» **TASK STATEMENT**
Every record that follows should be output exactly as it is given.

[Dataset entries]

++++

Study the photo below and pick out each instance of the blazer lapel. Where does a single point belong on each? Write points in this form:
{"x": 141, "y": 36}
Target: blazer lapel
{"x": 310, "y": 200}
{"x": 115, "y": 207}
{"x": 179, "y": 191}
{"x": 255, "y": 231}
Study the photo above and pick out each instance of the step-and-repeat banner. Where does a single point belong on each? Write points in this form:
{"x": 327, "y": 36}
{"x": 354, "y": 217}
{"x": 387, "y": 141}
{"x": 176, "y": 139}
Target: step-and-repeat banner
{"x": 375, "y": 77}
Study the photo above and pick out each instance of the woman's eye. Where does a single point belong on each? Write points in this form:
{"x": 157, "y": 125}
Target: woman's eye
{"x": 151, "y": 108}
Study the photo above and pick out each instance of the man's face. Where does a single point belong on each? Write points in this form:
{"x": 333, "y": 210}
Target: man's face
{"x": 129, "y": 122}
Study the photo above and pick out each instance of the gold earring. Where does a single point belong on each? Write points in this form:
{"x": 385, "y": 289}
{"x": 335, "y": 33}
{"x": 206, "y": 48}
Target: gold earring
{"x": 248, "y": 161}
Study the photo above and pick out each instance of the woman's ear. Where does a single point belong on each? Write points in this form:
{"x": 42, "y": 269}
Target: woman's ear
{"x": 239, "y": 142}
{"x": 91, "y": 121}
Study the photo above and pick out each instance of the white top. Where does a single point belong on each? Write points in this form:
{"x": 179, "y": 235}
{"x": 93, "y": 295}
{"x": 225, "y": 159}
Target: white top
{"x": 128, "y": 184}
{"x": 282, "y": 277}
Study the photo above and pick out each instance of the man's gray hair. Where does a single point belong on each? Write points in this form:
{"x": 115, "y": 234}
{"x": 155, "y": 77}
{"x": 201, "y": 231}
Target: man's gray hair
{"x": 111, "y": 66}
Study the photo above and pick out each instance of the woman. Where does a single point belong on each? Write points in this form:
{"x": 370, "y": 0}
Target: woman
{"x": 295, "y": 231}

++++

» **TASK RESULT**
Study the photo below and pick out each instance of the blazer lapel. Where does a single point belong on each? Write points in this form:
{"x": 141, "y": 36}
Target: blazer lapel
{"x": 310, "y": 200}
{"x": 115, "y": 207}
{"x": 179, "y": 191}
{"x": 255, "y": 231}
Study the photo above and pick out each instance of the step-and-repeat banner. Where does a single point belong on each? Write points in this form:
{"x": 327, "y": 36}
{"x": 354, "y": 217}
{"x": 387, "y": 141}
{"x": 176, "y": 139}
Target: step-and-repeat banner
{"x": 375, "y": 77}
Study the photo above and pick out each instance of the woman's eye. Where does a single point belong on each? Write points in this form:
{"x": 157, "y": 125}
Target: woman's eye
{"x": 151, "y": 108}
Study the photo above and pick out each instance of the man's face. Where does a single point belong on each? Write points in this form:
{"x": 333, "y": 210}
Target: man's face
{"x": 129, "y": 122}
Study the photo above and pick out each instance of the gold earring. Where does a single point belong on each? Write points in this form:
{"x": 385, "y": 289}
{"x": 335, "y": 33}
{"x": 206, "y": 48}
Target: gold earring
{"x": 248, "y": 161}
Study the photo above and pick out each instance of the woman's ear. Where does a single point belong on each? Write points in this form:
{"x": 42, "y": 269}
Target: woman's ear
{"x": 239, "y": 142}
{"x": 91, "y": 121}
Study the photo above and pick out each instance of the white top. Where does a single point belong on each? Write points in this form:
{"x": 179, "y": 235}
{"x": 93, "y": 295}
{"x": 225, "y": 159}
Target: white top
{"x": 128, "y": 184}
{"x": 282, "y": 277}
Study the photo above and pick out each instance of the man's gray hair. Where does a single point belong on each? Write points in this form:
{"x": 115, "y": 234}
{"x": 155, "y": 77}
{"x": 201, "y": 231}
Target: man's gray hair
{"x": 111, "y": 66}
Study the photo above and pick out each instance of the woman. Where does a single point belong on each? Write points in this form:
{"x": 370, "y": 0}
Target: woman
{"x": 295, "y": 231}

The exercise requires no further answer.